### What is required
Copy out the text on psychiatry's reputation from "Echoing 1970s comedian" to "area of ethics.", word for word.

Top of Text block

Echoing 1970s comedian Rodney Dangerfield’s iconic one-liner, psychiatrists are complaining that they “get no respect”. 1
Why would this be? Really, it’s no mystery.
By their own admission psychiatry attracts medical students with lower board scores and fewer academic honors than their professional peers. And in a 2012 Gallup poll, 70 percent of Americans that were surveyed rated medical doctors as “high” to “very high” in standards of honesty and ethics. Comparatively, psychiatrists got a measly 41 percent rating in the area of ethics.
Equally flabbergasting to this profession is the general perception that psychiatry is nothing but a pseudoscience. In fact, in a study presented to the Royal College of Psychiatry in Great Britain it was discovered that over half of all patients were unaware that psychiatrists have a degree in medicine. And 47% of these respondents also asserted they would “feel uncomfortable sitting next to a psychiatrist at a party.” 2
What is wrong with this picture? Actually, nothing.

Bottom of Text block
Top of Given entries

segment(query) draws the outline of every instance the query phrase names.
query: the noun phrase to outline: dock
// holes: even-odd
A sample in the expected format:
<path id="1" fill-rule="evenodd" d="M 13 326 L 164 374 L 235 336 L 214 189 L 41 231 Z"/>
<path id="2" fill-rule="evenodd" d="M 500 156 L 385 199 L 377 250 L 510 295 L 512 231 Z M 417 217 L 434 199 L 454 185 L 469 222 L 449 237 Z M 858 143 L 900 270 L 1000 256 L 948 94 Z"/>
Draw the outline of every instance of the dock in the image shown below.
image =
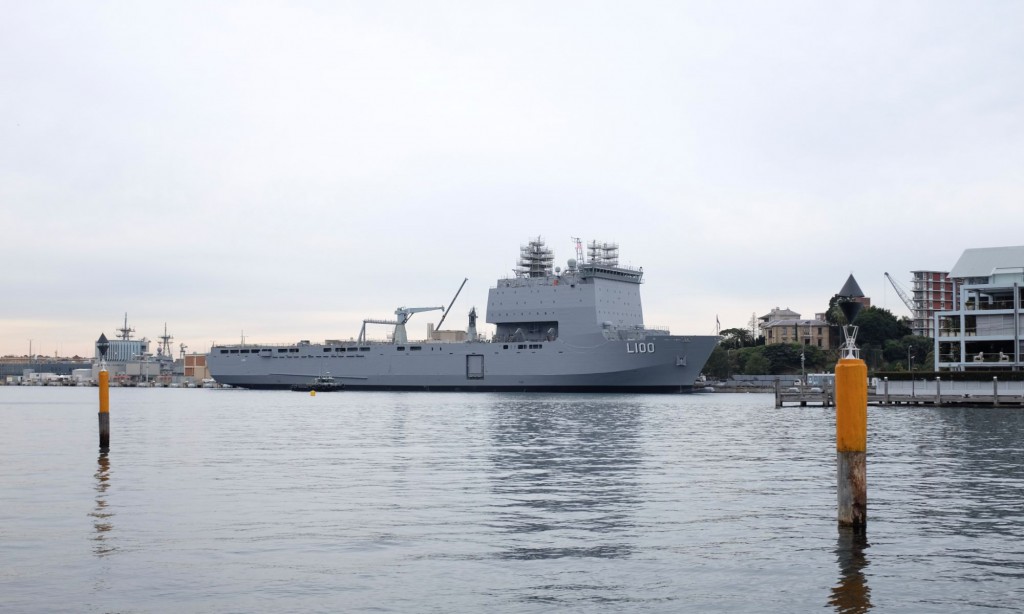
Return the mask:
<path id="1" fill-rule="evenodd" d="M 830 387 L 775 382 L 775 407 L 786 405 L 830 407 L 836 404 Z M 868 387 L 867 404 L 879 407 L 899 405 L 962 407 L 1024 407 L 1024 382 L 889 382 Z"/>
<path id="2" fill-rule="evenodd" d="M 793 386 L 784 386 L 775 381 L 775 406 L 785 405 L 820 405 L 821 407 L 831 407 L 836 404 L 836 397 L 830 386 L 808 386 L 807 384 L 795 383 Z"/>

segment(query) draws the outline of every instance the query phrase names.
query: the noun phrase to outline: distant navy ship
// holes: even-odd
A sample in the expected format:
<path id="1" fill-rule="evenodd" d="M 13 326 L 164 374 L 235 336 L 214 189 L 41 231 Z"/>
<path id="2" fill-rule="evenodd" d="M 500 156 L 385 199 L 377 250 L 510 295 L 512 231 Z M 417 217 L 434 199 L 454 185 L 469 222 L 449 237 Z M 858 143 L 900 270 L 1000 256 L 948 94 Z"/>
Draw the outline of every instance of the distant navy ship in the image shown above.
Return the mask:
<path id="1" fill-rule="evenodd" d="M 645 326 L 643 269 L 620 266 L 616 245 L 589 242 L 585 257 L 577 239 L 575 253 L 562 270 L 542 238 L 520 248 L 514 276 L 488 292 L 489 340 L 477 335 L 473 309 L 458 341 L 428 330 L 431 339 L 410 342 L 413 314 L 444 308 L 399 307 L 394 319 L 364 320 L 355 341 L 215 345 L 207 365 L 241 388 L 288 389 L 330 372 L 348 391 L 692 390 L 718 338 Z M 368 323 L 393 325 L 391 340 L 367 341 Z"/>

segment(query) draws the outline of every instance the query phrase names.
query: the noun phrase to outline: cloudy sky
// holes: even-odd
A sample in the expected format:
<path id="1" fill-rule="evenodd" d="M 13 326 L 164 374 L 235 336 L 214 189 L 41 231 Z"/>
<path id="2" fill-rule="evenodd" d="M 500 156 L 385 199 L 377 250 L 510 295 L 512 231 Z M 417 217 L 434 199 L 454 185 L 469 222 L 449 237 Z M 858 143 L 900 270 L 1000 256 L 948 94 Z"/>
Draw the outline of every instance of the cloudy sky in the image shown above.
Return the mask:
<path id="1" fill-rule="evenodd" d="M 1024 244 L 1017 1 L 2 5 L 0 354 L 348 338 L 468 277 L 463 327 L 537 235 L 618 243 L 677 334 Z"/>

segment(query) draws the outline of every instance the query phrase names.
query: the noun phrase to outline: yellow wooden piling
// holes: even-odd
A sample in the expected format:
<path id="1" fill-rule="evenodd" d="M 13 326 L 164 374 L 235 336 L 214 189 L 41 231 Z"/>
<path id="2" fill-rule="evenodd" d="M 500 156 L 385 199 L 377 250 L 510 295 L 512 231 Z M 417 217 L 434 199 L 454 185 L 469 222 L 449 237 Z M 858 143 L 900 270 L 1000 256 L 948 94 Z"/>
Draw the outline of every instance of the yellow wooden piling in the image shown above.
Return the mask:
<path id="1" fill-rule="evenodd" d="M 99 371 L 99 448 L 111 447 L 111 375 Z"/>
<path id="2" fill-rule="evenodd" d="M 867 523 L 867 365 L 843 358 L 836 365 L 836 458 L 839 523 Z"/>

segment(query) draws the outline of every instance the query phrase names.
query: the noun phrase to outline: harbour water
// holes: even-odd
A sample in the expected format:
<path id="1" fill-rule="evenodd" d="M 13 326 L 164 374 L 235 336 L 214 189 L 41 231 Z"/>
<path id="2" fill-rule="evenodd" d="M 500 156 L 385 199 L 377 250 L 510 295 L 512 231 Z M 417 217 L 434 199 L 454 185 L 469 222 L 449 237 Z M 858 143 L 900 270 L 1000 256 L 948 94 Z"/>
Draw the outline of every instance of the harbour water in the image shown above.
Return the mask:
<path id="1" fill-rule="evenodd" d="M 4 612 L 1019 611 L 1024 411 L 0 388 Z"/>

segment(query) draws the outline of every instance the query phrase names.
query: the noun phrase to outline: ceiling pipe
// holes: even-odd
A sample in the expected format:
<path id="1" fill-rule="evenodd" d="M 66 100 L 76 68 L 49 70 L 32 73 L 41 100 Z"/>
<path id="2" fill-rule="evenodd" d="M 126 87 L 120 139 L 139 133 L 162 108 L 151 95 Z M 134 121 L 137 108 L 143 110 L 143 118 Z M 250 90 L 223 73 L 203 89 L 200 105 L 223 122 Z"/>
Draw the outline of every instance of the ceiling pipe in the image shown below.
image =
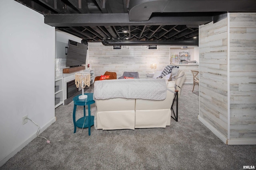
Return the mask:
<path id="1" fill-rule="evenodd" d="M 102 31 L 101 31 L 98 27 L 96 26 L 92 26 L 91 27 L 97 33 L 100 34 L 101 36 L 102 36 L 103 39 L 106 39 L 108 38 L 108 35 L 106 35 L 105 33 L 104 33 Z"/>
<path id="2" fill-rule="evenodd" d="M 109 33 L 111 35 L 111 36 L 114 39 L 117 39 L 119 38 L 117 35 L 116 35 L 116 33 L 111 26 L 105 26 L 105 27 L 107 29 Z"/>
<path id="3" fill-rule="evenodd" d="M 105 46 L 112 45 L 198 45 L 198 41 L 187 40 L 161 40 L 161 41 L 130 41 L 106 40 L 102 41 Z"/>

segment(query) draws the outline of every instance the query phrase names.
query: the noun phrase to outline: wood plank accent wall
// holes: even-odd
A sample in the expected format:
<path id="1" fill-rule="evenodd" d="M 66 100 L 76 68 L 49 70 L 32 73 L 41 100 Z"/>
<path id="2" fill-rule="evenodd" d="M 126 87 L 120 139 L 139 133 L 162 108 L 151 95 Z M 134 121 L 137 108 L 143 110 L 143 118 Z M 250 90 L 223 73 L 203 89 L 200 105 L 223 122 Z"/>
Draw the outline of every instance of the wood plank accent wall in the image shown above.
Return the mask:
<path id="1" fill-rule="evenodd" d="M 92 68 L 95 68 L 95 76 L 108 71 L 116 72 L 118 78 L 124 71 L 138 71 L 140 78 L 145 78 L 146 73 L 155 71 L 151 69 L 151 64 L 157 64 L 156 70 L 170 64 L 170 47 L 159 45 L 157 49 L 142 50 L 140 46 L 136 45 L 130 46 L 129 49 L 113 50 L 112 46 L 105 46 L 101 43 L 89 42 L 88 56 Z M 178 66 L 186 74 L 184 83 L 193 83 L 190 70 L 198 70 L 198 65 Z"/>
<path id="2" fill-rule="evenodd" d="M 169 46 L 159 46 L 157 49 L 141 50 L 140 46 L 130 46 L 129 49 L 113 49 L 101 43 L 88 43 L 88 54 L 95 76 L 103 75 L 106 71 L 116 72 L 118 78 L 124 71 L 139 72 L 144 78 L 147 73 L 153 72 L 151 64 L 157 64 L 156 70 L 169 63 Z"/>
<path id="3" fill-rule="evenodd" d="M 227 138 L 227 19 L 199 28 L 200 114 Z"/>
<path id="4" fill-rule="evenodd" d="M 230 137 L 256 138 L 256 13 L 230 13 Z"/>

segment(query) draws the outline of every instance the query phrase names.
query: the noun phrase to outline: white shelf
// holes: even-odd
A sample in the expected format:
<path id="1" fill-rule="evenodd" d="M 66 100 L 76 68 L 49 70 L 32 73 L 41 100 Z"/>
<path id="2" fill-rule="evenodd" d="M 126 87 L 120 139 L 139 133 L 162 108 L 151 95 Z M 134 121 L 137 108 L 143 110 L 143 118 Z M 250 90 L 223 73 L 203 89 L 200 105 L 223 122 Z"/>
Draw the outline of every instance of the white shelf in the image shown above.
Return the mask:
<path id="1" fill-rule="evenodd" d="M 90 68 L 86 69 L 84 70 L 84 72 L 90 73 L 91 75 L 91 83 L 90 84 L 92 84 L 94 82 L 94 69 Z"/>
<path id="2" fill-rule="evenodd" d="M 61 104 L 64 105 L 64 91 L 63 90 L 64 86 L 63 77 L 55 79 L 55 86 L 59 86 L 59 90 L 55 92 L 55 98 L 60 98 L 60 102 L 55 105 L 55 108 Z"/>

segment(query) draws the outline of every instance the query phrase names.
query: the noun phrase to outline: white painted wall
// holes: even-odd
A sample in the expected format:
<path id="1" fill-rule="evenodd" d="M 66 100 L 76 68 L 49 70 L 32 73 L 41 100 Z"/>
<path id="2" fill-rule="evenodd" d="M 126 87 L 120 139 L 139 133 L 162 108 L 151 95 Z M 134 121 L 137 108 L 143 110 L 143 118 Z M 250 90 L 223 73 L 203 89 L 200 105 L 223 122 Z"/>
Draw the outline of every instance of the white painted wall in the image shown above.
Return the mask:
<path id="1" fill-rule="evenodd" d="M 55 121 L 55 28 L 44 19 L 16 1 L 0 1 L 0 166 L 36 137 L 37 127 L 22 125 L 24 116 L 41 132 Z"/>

Bottom of Given entries
Top of Given entries

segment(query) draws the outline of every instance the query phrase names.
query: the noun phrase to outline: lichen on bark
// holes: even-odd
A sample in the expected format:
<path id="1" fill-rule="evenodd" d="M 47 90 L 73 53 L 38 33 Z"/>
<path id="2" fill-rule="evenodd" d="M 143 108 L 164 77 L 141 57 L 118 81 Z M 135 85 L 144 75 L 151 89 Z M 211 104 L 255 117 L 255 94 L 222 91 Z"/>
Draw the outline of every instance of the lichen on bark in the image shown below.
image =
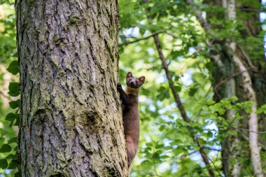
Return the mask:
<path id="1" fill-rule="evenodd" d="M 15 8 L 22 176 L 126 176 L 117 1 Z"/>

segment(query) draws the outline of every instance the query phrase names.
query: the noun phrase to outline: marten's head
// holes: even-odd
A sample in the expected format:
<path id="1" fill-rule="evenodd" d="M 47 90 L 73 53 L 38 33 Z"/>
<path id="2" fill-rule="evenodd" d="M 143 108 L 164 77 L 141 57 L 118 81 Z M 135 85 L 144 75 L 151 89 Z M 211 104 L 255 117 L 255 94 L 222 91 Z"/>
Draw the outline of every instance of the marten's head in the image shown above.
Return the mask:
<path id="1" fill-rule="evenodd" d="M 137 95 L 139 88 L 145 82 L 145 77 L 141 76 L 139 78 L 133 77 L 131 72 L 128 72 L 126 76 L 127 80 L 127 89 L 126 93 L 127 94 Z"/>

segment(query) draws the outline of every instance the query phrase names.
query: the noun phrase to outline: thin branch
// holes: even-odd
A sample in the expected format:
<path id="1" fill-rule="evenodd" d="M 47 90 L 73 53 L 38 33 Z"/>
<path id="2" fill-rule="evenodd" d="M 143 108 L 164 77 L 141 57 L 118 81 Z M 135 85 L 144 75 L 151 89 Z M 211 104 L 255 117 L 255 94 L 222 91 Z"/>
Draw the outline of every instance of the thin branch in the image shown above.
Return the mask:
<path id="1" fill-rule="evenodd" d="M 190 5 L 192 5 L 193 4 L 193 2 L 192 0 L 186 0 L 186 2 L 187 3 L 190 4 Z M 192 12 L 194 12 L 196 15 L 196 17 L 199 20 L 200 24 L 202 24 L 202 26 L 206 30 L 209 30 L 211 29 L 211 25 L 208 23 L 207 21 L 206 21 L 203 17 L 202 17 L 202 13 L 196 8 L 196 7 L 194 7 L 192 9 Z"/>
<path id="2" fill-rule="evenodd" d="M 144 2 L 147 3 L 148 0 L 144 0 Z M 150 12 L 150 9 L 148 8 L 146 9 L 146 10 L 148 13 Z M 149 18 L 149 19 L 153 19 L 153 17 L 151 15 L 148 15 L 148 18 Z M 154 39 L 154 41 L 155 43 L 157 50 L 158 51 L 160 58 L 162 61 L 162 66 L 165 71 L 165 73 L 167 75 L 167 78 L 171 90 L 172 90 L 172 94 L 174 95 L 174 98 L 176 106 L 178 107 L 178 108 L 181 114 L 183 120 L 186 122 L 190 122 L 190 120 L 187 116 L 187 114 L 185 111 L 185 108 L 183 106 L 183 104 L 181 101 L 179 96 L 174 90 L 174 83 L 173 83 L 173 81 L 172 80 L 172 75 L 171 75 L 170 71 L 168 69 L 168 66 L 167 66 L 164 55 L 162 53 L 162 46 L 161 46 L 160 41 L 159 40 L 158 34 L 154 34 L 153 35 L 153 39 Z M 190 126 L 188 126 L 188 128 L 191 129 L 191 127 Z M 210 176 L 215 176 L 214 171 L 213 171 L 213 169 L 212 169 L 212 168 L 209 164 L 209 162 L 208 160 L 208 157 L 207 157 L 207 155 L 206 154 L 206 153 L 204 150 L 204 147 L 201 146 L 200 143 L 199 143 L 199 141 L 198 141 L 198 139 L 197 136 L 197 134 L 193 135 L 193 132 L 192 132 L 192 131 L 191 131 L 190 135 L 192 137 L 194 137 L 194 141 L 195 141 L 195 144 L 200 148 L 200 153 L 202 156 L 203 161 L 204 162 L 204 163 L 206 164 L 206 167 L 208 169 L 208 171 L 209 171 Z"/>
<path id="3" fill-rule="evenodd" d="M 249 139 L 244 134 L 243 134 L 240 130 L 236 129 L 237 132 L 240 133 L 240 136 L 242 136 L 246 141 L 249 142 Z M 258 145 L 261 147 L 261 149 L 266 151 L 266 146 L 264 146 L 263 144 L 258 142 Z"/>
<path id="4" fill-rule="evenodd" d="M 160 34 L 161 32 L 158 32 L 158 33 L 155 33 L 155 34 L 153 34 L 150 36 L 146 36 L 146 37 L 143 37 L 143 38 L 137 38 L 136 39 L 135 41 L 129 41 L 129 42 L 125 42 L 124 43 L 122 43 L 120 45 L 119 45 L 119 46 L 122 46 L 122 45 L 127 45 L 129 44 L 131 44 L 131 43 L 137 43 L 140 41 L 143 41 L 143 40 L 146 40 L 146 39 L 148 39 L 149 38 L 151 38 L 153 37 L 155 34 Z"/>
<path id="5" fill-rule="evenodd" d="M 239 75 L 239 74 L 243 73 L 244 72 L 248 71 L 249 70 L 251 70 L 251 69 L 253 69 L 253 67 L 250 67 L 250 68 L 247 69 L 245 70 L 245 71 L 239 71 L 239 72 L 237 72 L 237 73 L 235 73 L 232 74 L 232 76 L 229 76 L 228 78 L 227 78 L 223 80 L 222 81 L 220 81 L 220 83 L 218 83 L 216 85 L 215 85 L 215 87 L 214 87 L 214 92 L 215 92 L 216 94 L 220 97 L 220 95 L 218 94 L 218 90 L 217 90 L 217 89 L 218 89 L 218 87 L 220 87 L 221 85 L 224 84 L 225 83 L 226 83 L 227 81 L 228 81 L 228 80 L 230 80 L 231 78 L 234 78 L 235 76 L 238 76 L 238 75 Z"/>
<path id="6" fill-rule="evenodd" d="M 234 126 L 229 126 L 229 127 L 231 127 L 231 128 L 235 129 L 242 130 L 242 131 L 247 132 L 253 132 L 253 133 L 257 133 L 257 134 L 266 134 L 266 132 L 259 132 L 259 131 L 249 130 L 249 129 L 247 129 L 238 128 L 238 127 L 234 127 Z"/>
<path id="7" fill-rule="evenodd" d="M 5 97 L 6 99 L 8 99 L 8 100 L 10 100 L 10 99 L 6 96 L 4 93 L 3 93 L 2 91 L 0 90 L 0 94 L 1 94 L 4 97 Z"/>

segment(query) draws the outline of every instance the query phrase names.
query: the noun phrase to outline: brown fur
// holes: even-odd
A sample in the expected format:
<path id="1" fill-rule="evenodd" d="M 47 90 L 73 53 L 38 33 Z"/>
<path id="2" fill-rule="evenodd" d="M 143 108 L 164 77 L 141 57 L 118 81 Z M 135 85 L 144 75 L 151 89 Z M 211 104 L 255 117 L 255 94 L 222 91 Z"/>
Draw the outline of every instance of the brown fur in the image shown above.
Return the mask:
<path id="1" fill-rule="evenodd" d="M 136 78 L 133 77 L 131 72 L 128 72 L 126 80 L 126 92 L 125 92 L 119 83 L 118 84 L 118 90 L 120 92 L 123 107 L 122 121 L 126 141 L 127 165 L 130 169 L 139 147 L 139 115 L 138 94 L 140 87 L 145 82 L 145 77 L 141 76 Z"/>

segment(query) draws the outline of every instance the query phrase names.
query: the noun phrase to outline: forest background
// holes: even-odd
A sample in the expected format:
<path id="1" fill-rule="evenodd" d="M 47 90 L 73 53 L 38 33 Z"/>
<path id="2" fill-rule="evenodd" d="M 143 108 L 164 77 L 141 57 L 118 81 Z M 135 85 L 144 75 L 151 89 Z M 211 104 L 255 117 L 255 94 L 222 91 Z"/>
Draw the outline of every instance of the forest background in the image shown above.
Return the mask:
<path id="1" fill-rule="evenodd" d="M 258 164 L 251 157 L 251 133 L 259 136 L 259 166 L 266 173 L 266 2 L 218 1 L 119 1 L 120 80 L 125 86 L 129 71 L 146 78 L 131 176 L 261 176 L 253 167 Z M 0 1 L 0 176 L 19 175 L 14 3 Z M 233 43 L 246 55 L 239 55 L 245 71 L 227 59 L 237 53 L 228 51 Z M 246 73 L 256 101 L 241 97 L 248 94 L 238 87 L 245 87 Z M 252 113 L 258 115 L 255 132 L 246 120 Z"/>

Bottom of Given entries
Top of Given entries

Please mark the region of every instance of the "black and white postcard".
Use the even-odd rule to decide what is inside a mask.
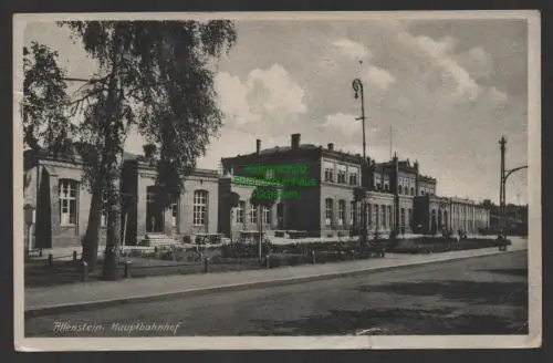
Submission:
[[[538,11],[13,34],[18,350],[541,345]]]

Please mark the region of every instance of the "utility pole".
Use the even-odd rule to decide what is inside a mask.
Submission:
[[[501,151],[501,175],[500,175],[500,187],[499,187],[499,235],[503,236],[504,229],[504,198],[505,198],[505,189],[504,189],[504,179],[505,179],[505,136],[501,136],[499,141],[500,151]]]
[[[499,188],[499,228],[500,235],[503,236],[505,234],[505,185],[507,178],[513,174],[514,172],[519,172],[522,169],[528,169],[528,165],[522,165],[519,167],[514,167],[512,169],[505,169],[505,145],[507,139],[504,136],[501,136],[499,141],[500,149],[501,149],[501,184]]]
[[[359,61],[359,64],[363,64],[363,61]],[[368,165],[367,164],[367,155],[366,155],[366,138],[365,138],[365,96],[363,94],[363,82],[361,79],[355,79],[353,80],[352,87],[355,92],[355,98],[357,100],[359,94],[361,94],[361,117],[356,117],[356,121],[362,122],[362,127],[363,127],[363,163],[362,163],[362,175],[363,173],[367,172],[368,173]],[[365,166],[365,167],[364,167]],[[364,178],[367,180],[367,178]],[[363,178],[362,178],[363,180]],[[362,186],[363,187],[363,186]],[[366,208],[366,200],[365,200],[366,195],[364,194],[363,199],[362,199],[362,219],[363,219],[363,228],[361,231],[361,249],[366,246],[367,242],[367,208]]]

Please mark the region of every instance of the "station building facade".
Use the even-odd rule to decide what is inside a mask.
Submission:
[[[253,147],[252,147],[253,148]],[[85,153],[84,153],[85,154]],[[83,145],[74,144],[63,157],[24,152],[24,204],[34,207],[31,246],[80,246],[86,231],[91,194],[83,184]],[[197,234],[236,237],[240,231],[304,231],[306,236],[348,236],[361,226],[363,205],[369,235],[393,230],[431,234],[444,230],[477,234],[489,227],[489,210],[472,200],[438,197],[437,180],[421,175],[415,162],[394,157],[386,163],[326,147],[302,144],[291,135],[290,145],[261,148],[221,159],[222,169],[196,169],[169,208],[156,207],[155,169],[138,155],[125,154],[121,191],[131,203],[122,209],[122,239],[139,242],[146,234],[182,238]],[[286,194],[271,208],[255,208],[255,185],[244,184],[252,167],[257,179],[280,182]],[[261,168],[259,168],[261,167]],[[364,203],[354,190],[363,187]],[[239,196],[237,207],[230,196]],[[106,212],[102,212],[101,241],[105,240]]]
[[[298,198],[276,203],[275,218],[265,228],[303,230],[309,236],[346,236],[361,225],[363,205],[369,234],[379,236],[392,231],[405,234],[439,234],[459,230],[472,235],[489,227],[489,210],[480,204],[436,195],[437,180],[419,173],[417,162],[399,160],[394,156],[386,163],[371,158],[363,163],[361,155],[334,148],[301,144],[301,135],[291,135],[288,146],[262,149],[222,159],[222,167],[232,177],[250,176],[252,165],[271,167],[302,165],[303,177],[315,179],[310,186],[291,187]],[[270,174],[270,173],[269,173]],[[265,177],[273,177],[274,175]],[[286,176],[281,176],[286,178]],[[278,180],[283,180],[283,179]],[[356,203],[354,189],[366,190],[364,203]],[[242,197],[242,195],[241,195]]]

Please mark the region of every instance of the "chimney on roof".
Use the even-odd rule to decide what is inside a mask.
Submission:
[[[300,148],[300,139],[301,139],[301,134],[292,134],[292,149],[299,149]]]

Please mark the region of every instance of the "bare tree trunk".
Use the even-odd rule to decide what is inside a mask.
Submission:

Bottom of Given entries

### Task solution
Echoing 1970s comedian Rodney Dangerfield’s iconic one-liner, psychiatrists are complaining that they “get no respect”. 1
Why would this be? Really, it’s no mystery.
By their own admission psychiatry attracts medical students with lower board scores and fewer academic honors than their professional peers. And in a 2012 Gallup poll, 70 percent of Americans that were surveyed rated medical doctors as “high” to “very high” in standards of honesty and ethics. Comparatively, psychiatrists got a measly 41 percent rating in the area of ethics.